### WHAT THE EXERCISE ASKS
Reproduce every line of the following material word for word, without changing anything.

### DATA ROWS
◇ ◇ ◇ ◇

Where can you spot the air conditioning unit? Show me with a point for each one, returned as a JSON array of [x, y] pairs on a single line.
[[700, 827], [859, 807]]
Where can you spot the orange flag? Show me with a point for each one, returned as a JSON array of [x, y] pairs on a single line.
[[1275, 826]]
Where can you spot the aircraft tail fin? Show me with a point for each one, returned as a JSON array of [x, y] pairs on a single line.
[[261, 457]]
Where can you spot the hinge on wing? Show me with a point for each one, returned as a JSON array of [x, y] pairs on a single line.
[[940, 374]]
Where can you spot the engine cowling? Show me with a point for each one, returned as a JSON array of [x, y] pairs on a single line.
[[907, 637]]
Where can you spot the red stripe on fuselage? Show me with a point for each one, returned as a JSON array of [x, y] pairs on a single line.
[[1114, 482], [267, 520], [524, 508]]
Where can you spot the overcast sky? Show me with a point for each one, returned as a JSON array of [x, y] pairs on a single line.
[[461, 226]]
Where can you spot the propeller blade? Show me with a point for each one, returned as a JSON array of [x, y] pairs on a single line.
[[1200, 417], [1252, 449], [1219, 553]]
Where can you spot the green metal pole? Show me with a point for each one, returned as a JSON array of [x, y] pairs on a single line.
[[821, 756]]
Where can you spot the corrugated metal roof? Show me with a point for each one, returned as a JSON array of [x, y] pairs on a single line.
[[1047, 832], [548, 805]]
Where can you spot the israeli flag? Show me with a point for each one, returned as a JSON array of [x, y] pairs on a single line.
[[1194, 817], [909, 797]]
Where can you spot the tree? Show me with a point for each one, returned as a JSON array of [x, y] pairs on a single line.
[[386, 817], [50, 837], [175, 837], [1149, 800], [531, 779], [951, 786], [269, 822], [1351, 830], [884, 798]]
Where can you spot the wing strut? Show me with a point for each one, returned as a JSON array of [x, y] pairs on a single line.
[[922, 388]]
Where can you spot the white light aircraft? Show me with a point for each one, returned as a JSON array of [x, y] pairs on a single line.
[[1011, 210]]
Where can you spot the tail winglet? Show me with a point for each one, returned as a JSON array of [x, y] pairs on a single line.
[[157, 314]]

◇ ◇ ◇ ◇

### RESPONSE BELOW
Where can you spot the air conditioning unit? Show me with a point for each one, returned as a JSON array of [x, y] pairs on a single line.
[[700, 827], [859, 807]]
Where can you spot the orange flag? Show me with a point for each one, returned as a JSON array of [x, y] pairs on a single line.
[[1275, 826]]
Where can you spot the aircraft tail fin? Show me with a point for each one, returned as a JSON array of [x, y] pairs on a single line.
[[261, 457]]
Where can you spot the hinge on wing? Show me with a point for each one, returned as a JSON array of [x, y] pairs on a single line.
[[940, 374]]
Where can you spot the engine cowling? Show me with a point for each one, returned as a JSON array of [x, y] pairs on a single line.
[[907, 637]]
Where can you spot the red stripe on fuselage? Show me with a point for each one, returned as a JSON array of [x, y] pairs on a single line.
[[1114, 482], [267, 520], [524, 508]]
Where can you spot the overcast sky? Show me with a point for each one, returned as a JSON array of [x, y] pairs on a single line.
[[461, 226]]
Where can you spot the propeller blade? Show me with a point for each one, returned as a JSON array of [x, y] pairs on a single line.
[[1200, 417], [1252, 449], [1219, 553]]
Where can you spot the green metal pole? Show me with a point for each one, returned as a JSON array of [x, y] pairs on a single line.
[[821, 756]]
Where can you spot the corrugated metal roof? Show me with a point for each one, returned as a JSON array of [x, y] pairs on a single line.
[[1047, 832], [548, 805]]
Where can you spot the israeli flag? Show me with a point for each one, returned as a JSON array of [x, y] pairs on a single line.
[[1194, 817], [909, 797]]
Where can you spot the tree? Show me with a point for each one, returned as a JSON array of [x, y] pairs on a single line.
[[386, 817], [50, 837], [175, 837], [1149, 800], [531, 779], [951, 786], [269, 822], [1351, 830], [884, 798]]
Where can you spot the wing strut? Show me with a point for each one, returned as a JSON array of [x, y] pairs on a single line.
[[922, 388]]
Where can you spot the white light aircraft? Show me with a point for each one, returned as a JSON array of [x, y] pairs on a single line.
[[1011, 210]]
Where can you spot the tail winglet? Show me with a point for each one, returned as a JSON array of [x, y] pairs on a single line.
[[157, 314]]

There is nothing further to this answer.